Condense the paragraph that begins "Budgeting for CMMC compliance" in the CMMC FAQ page below into a short bulleted list that keeps its main facts.

Page excerpt:
-------------------------

• Home
  • Services
  • The Gap Analysis
  • About
  • FAQ
  • Privacy
  • UPDATES AND INFORMATION
  • More
    • Home
    • Services
    • The Gap Analysis
    • About
    • FAQ
    • Privacy
    • UPDATES AND INFORMATION
  • Home
  • Services
  • The Gap Analysis
  • About
  • FAQ
  • Privacy
  • UPDATES AND INFORMATION

Frequently Asked Questions

Please reach out to us at misti.tokarsky@closethegapcyber.com if you cannot find an answer to your question.

 

Phase 1 (Currently in Effect): Since November 10, 2025, defense contracts have begun including CMMC requirements as a condition of award. For most contractors handling Federal Contract Information (FCI) or Controlled Unclassified Information (CUI), this phase requires an annual self-assessment and a signed affirmation of compliance to be submitted to the Supplier Performance Risk System (SPRS).

Phase 2 (Deadline: November 10, 2026): This is the critical shift. Starting November 10, 2026, contracts involving CUI will begin requiring mandatory third-party certification by a Certified Third-Party Assessment Organization (C3PAO). You will no longer be able to rely solely on self-attestation for these contracts.


Budgeting for CMMC compliance is complex because costs vary significantly based on your organization's size, the amount of Controlled Unclassified Information you handle, and the current state of your cybersecurity maturity. There is no single correct number, but you should anticipate costs across three main categories, including assessment and consulting fees, third-party audit expenses, and technical remediation or tool investments. Consulting support for gap analysis and plan development can range from $ 5,000 to over $50,000, depending on network complexity, while formal audit fees from a certified organization typically cost between $30,000 and $80,000.

-------------------------

Material supplied:
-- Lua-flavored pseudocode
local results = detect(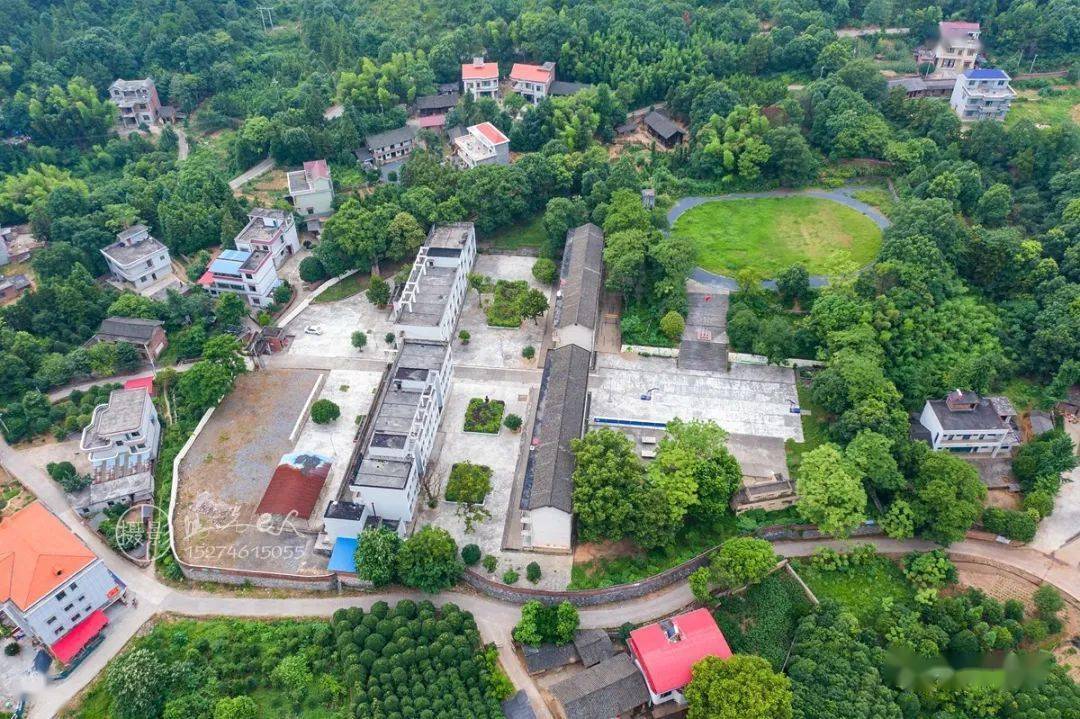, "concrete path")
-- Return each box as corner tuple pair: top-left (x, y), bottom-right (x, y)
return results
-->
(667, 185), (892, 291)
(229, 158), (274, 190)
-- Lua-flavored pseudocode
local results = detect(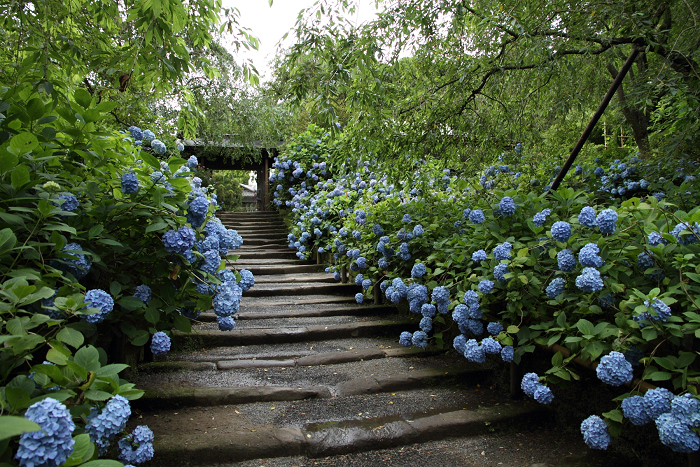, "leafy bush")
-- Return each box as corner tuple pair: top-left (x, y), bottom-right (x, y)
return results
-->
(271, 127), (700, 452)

-------------------------

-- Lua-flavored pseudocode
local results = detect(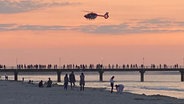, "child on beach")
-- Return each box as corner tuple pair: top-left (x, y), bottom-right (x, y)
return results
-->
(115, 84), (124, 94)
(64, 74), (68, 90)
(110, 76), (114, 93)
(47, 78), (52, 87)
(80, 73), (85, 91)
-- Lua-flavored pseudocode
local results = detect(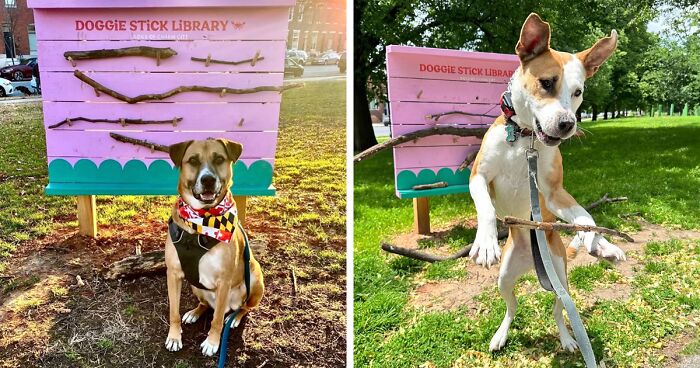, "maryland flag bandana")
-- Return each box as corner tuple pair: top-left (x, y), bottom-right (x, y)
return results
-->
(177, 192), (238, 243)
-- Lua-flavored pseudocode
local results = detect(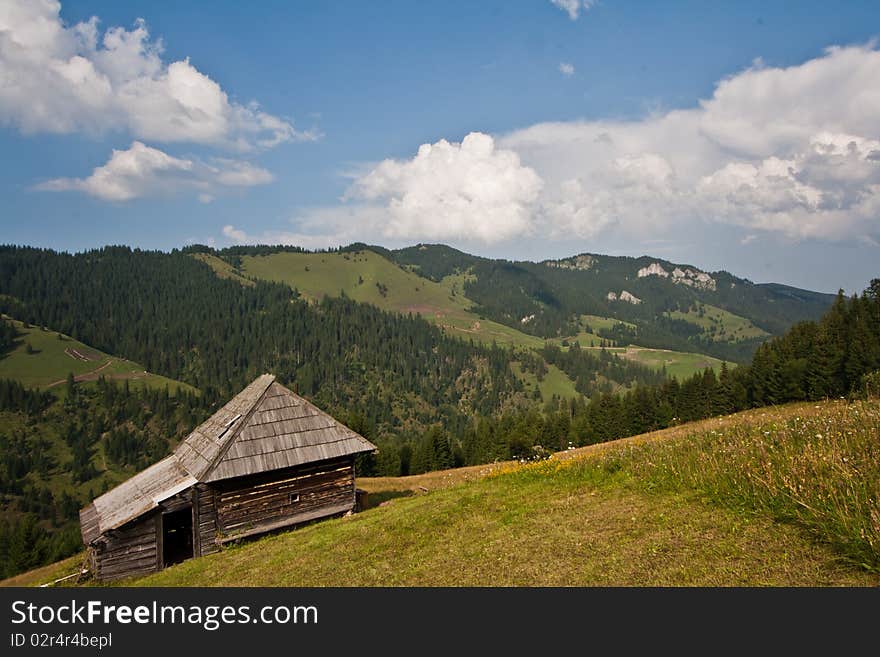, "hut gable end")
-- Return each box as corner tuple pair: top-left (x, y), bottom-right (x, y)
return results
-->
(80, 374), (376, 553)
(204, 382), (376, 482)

-------------------------

Task output:
- CMMC compliance costs vary with organization size, the amount of Controlled Unclassified Information handled, and current cybersecurity maturity.
- There is no single correct number.
- Expect costs in three categories:
  - assessment and consulting fees
  - third-party audit expenses
  - technical remediation or tool investments
- Consulting for gap analysis and plan development runs from $5,000 to over $50,000, depending on network complexity.
- Formal audit fees from a certified organization typically run $30,000 to $80,000.